-- begin --

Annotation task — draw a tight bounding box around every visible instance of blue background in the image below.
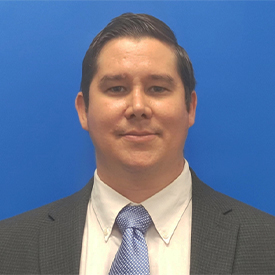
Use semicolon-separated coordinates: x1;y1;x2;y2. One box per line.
0;1;275;219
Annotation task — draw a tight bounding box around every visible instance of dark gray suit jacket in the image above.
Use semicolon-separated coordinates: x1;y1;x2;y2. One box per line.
0;171;275;275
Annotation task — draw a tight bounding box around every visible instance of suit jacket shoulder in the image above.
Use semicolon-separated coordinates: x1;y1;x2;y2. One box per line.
0;179;93;274
191;170;275;274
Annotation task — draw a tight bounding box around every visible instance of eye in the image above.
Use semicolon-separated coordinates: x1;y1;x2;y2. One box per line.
150;86;167;93
109;86;126;93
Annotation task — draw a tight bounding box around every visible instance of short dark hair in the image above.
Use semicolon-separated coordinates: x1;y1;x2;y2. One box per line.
80;13;196;111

-- end --

**Short task**
Render the entire listing above as a JSON array of strings, one string per line, omitting blank lines and leaving out the picture.

**Answer to this problem**
[
  "Annotation task — draw a tight bounding box around every visible instance of blue background in the image below.",
  "Use semicolon-separated coordinates: x1;y1;x2;y2. One box per line.",
  "0;1;275;219",
  "Annotation task — draw a tight bounding box around every visible instance of dark gray suit jacket in the image above.",
  "Use semicolon-separated coordinates: x1;y1;x2;y2. One box per line.",
  "0;171;275;275",
  "Annotation task — draw a tight bounding box around every visible instance of suit jacket shoulder in the image above.",
  "Use semicolon-separated coordinates: x1;y1;x2;y2. One box per line.",
  "0;179;93;274",
  "191;170;275;274",
  "Annotation task — draw a tight bounding box around every visible instance of eye in the image above.",
  "Use semicolon-separated coordinates: x1;y1;x2;y2. One box per line.",
  "150;86;167;93",
  "109;86;126;93",
  "Annotation task — draw a tight bounding box around every visible instance of short dark hair in the image above.",
  "Use semicolon-separated coordinates: x1;y1;x2;y2. One box per line.",
  "80;13;196;111"
]